Re: [ot][spam][random][crazy][random][crazy]

Undescribed Horrific Abuse, One Victim & Survivor of Many Wed, 16 Nov 2022 02:15:23 -0800

    shortspace_freqs = fftfreq(len(randvec), complex = False, dc_offset = True)
    longspace_freqs = fftfreq(len(randvec), complex = False, dc_offset
= True, repetition_samples = short_duration)
    assert np.allclose(longspace_freqs, shortspace_freqs *
short_duration / len(randvec))


0455

shortspace_freqs does this:
(Pdb) list
 54             elif repetition_time:
 55                 min_freq = 1 / repetition_time
 56             elif repetition_samples:
 57                 min_freq = freq_sample_rate / repetition_samples
 58             else:
 59  ->             min_freq = freq_sample_rate / freq_count
 60         if max_freq is None:
 61             #max_freq = freq_sample_rate / 2
 62             max_freq = freq_count * min_freq / 2
 63             if freq_count % 2 != 0:
 64                 #max_freq -= freq_sample_rate / (2 * freq_count)
(Pdb) p freq_sample_rate
1
(Pdb) p freq_count
30
(Pdb) p freq_sample_rate / freq_count
0.03333333333333333

(Pdb) p shortspace_freqs
array([0.        , 0.03333333, 0.06666667, 0.1       , 0.13333333,
       0.16666667, 0.2       , 0.23333333, 0.26666667, 0.3       ,
       0.33333333, 0.36666667, 0.4       , 0.43333333, 0.46666667,
       0.5       ])

longspace_freqs does this:
(Pdb) list
 52             if repetition_rate:
 53                 min_freq = repetition_rate
 54             elif repetition_time:
 55                 min_freq = 1 / repetition_time
 56             elif repetition_samples:
 57  ->             min_freq = freq_sample_rate / repetition_samples
 58             else:
 59                 min_freq = freq_sample_rate / freq_count
 60         if max_freq is None:
 61             #max_freq = freq_sample_rate / 2
 62             max_freq = freq_count * min_freq / 2
(Pdb) p freq_sample_rate
1
(Pdb) p repetition_samples
369.47410639563054
(Pdb) p freq_sample_rate / repetition_samples
0.0027065496138698455

(Pdb) p longspace_freqs
array([0.        , 0.00270655, 0.0054131 , 0.00811965, 0.0108262 ,
       0.01353275, 0.0162393 , 0.01894585, 0.0216524 , 0.02435895,
       0.0270655 , 0.02977205, 0.0324786 , 0.03518514, 0.03789169,
       0.04059824])

» **Entries**

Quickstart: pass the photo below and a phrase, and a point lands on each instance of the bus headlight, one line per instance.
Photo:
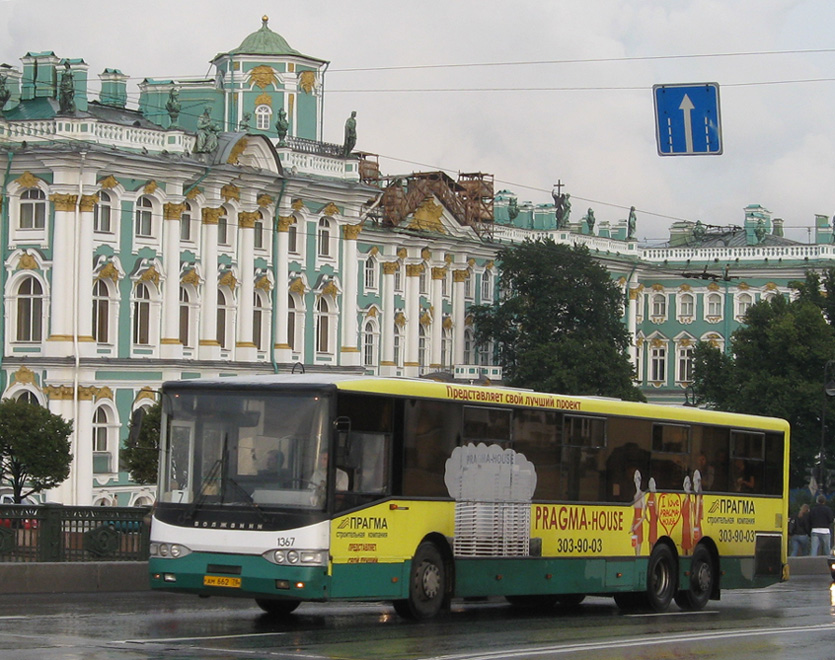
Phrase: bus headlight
(297, 557)
(174, 550)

» **Written problem**
In the debugging post, what value is printed for freq_count? Answer from the debugging post alone, not from the records.

» **The output**
30